▸ YOUR TASK
What you produce should match the records below precisely, except that images are removed.
Segment Start: MATERIAL FOR THIS TASK
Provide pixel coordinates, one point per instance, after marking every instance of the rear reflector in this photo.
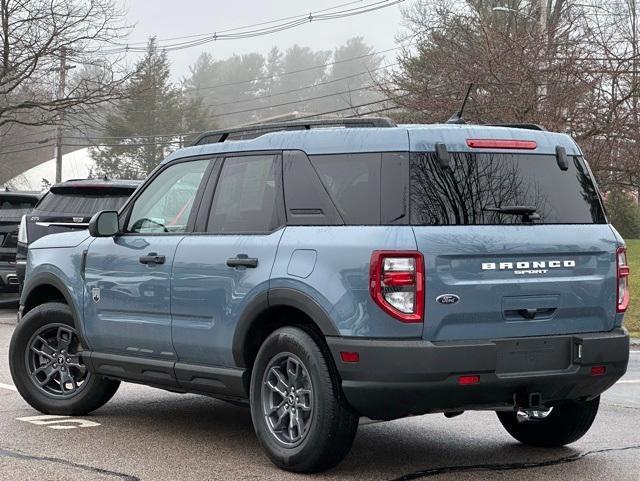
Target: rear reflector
(467, 380)
(349, 356)
(502, 144)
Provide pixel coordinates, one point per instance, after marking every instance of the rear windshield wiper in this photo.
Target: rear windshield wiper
(528, 212)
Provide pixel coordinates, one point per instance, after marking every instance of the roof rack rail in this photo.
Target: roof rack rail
(253, 131)
(521, 126)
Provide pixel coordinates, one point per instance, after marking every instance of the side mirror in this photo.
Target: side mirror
(104, 224)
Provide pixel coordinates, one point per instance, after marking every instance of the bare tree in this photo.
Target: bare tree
(569, 65)
(35, 35)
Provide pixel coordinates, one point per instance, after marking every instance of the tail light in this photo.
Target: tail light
(22, 231)
(396, 284)
(623, 280)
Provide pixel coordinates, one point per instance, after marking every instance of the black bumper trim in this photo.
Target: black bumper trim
(396, 378)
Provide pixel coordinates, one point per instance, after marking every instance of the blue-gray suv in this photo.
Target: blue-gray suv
(324, 271)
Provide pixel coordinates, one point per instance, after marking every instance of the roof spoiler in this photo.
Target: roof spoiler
(253, 131)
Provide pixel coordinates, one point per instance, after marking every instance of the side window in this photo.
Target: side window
(247, 197)
(353, 182)
(166, 203)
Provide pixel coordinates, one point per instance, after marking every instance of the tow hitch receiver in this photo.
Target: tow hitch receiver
(528, 400)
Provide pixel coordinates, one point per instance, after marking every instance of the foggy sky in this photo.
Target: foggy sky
(171, 18)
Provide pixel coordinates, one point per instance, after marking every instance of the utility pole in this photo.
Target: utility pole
(543, 19)
(61, 93)
(544, 36)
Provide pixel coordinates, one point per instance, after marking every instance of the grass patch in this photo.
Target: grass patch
(632, 316)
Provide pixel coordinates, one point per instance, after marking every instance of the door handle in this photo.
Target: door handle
(152, 258)
(242, 260)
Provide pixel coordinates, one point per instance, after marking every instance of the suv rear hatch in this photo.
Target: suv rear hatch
(513, 246)
(70, 206)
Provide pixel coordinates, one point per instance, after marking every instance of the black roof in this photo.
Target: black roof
(99, 183)
(94, 186)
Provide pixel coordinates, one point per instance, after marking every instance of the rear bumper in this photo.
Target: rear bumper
(396, 378)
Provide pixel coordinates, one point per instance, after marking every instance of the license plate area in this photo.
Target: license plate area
(533, 355)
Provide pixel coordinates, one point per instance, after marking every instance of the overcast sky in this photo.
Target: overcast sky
(170, 18)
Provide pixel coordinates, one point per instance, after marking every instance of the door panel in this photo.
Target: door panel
(128, 277)
(217, 273)
(208, 296)
(130, 310)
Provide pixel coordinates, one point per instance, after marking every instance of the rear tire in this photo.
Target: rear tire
(292, 363)
(45, 358)
(565, 424)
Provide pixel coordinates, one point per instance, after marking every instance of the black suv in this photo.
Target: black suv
(69, 206)
(13, 205)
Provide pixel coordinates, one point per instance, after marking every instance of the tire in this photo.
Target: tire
(565, 424)
(49, 329)
(330, 424)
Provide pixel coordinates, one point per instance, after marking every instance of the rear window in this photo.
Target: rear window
(482, 182)
(82, 204)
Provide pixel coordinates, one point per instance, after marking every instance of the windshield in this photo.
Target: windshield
(85, 205)
(15, 208)
(497, 188)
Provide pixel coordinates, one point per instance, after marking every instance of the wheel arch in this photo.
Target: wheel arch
(46, 287)
(273, 309)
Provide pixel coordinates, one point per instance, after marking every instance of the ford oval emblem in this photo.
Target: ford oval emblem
(447, 299)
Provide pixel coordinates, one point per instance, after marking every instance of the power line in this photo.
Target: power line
(260, 24)
(285, 92)
(286, 24)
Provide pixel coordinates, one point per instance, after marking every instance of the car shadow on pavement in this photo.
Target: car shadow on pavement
(406, 449)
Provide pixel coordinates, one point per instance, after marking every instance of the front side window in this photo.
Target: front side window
(166, 204)
(503, 189)
(247, 198)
Segment End: MATERIAL FOR THIS TASK
▸ PROBLEM SOLUTION
Provide pixel coordinates, one point per instance, after marking every instance of the rear reflector in this photo.
Target: rear reflector
(467, 380)
(349, 356)
(502, 144)
Provide pixel coordinates, one point per instance, after marking every instance of the rear windshield wiper in this photo.
Target: rear windshield wiper
(528, 212)
Provide pixel coordinates, one point per instance, after marking every instance of the roof rack rail in this photo.
Target: roof rack rail
(253, 131)
(521, 126)
Provide pixel coordinates, one point per instance, after marking every instance of the side mirror in this photo.
Target: side mirror
(104, 224)
Provide pixel coordinates, one point per instance, after marking every instance of the bare tree in this photo.
Target: bare tree
(569, 65)
(35, 35)
Provide pixel coordinates, one point per instance, after marking every instance of the tail light in this photo.
Target: tail light
(22, 231)
(396, 284)
(623, 280)
Provide pixel coordinates, one point per instance, after marking every instance of the black bumper trim in this photo.
Target: black bumper trim
(396, 378)
Provide pixel coordinates, one point per instance, after marking every instance of the blue-gray suv in this photo.
Target: blue-gray suv
(324, 271)
Provide pixel coordinates, one point per instance, after marking every instance of the roof spoiler in this photo.
Target: roof spoiler
(253, 131)
Provide pixel coordinates, one point per instance, after marking every instance of the side window in this photo.
Target: side window
(247, 197)
(353, 182)
(166, 203)
Provide pixel coordinates, one point per instance, after marking every instance of the tow hitch receiver in this photo.
Target: tow hitch receiver
(528, 400)
Provide pixel coordinates, one point per instance, after marking every instance of the foggy sky in this photo.
Target: foggy sky
(171, 18)
Provide pixel coordinates, one point per instance, after marking every instance of the utility pole in this photo.
Target: utility pole
(543, 19)
(61, 93)
(544, 36)
Provide pixel coordinates, one point per instance, after marking every instance of the grass patch in this photo.
Target: grass patch
(632, 316)
Provide pixel coordinates, one point per instance, after marking every instance of the door handle in this photo.
Target: door handle
(152, 258)
(242, 260)
Provide pixel coordinates, one point per instance, after marking every instance of the suv rear hatch in this photo.
Target: suv rear hatch
(513, 246)
(70, 206)
Provide pixel coordinates, one point per instance, after marking every instance of the black roof in this photo.
Target: black roof
(99, 183)
(94, 186)
Provide pixel coordinates, one point per instance, after marking every instance of the rear bumper in this photo.
Target: rear bumper
(396, 378)
Provide pixel coordinates, one point per instance, after marking every instance of the license plate area in this photo.
Target: license plate area
(533, 355)
Provide pixel coordinates, one point per instance, after marking every instance of the overcast sky in this photo.
Target: overcast sky
(170, 18)
Provide pixel coordinates, one point per instance, after marking every instance of the door panel in this photo.
Target: door panel
(128, 277)
(217, 273)
(208, 296)
(130, 310)
Provide pixel coordinates, one point per instance, after marking every instance of the rear tire in this photo.
Target: rear tire
(292, 363)
(45, 358)
(565, 424)
Provide pixel coordinates, one point per instance, after marking every instance of the black suv in this photo.
Target: black suv
(69, 206)
(13, 205)
Provide pixel coordinates, one point per instance, after marking every instance of the tire in this photo.
Target: tire
(565, 424)
(49, 329)
(330, 424)
Provide pixel coordinates, one point per instance, after marking every instance of the rear window in this photo.
Target: rear window
(482, 182)
(82, 204)
Provide pixel coordinates, one point per instance, after marking every instance of the windshield in this photo.
Target: windshield
(85, 205)
(15, 208)
(497, 188)
Provide pixel coordinates, one point per instance, after marking every instance of the wheel arch in this photo.
Target: wheel arch
(46, 287)
(273, 309)
Provide pixel coordinates, one point per instance, after marking every instance of the ford oval emblem in this photo.
Target: ford oval emblem
(447, 299)
Provide pixel coordinates, one point per instance, after marking every instance of the power line in this photo.
Target: power line
(260, 24)
(285, 92)
(286, 24)
Provide pixel coordinates, one point per instance, after marking every instance of the car shadow on pavement in this photo.
Target: car shadow on pavement
(406, 449)
Provide pixel coordinates, one point per instance, after marking every instance of the front side window in this photo.
Target: front side window
(166, 204)
(503, 189)
(247, 198)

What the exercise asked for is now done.